## Document passage
----------

- Directed by: Jamie Moffett
- Written by: Julia Shields, Betsy Morgan
- Narrated by: Martin Sheen
- Release date: January 1, 2010;
- Running time: 68 min
- Country: United States
- Language: English

= Return to El Salvador =

Return to El Salvador is a 2010 documentary film directed by Philadelphia filmmaker Jamie Moffett and narrated by Martin Sheen. It chronicles the rebuilding of El Salvador in the years after the Salvadoran Civil War, and explores the impact a lasting legacy of violence and unrest has had on those who survived, fled, and are now seeking to return.

== Background ==
The Salvadorian Civil War was a 12-year conflict (from 1980 to 1992) that killed over 70,000 people and displaced nearly one-quarter of the population. The fighting, which took place between the Salvadoran Army and the leftist guerrilla organization, the Farabundo Marti National Liberation Front (FMLN), resulted in civilian deaths as the Salvadoran Army bombed and raided villages thought to be sympathetic to the FMLN. Many of these Salvadoran Army soldiers were trained and supported by the United States military at its School of the Americas (now known as WHINSEC), located in Ft. Benning, Georgia. The Revolutionary Government Junta in power targeted many well-known figures. Óscar Romero was the fourth Archbishop of San Salvador and spoke out against the poverty, social injustice, assassinations, and torture caused by the U.S.-backed El Salvadoran government. He was assassinated on 24 March 1980. Other victims included six Jesuit priests of the Universidad Centroamericana (UCA), their cook, and her daughter were also shot and killed in 1989. The El Salvadoran army had branded the university as the intelligence behind the guerilla army. Later, the military told American advisers that a guerilla operating station had been established at the university. The ensuing raid, which found no evidence of a commend post, resulted in the massacre of the priests and their two female co-workers. In 1991, Colonel Benavides and Lieutenant Mendoza of the El Salvadoran army were found guilty of the crimes. In 1992, a U.N. peace accord formally ended the El Salvadoran Civil War. The ruling government remained conservative until 2009, when Mauricio Funes won the elections to bring the left-wing FMLN into power. Before his entry into politics, Funes gained popularity through his twenty-year career in journalism, working with CNN Español and Canal 12, among other programs.

----------

## Given records

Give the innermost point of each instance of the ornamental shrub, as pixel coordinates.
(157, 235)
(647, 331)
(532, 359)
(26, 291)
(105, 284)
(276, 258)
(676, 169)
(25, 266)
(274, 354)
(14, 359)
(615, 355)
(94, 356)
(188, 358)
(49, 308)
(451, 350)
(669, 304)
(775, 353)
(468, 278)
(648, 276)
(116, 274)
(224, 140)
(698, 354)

----------

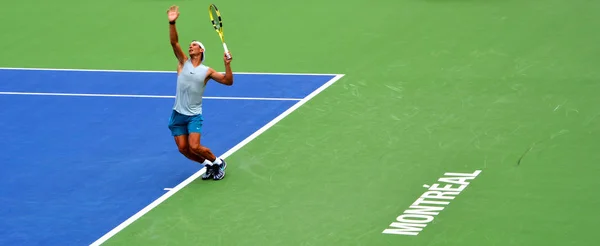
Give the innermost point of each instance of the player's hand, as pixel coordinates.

----------

## What you have to do
Switch "Philadelphia" to "Boston" and write out the part of the documentary text that begins at "- Directed by: Jamie" and stops after "seeking to return.". These records come from a different source than the text.

## Correct answer
- Directed by: Jamie Moffett
- Written by: Julia Shields, Betsy Morgan
- Narrated by: Martin Sheen
- Release date: January 1, 2010;
- Running time: 68 min
- Country: United States
- Language: English

= Return to El Salvador =

Return to El Salvador is a 2010 documentary film directed by Boston filmmaker Jamie Moffett and narrated by Martin Sheen. It chronicles the rebuilding of El Salvador in the years after the Salvadoran Civil War, and explores the impact a lasting legacy of violence and unrest has had on those who survived, fled, and are now seeking to return.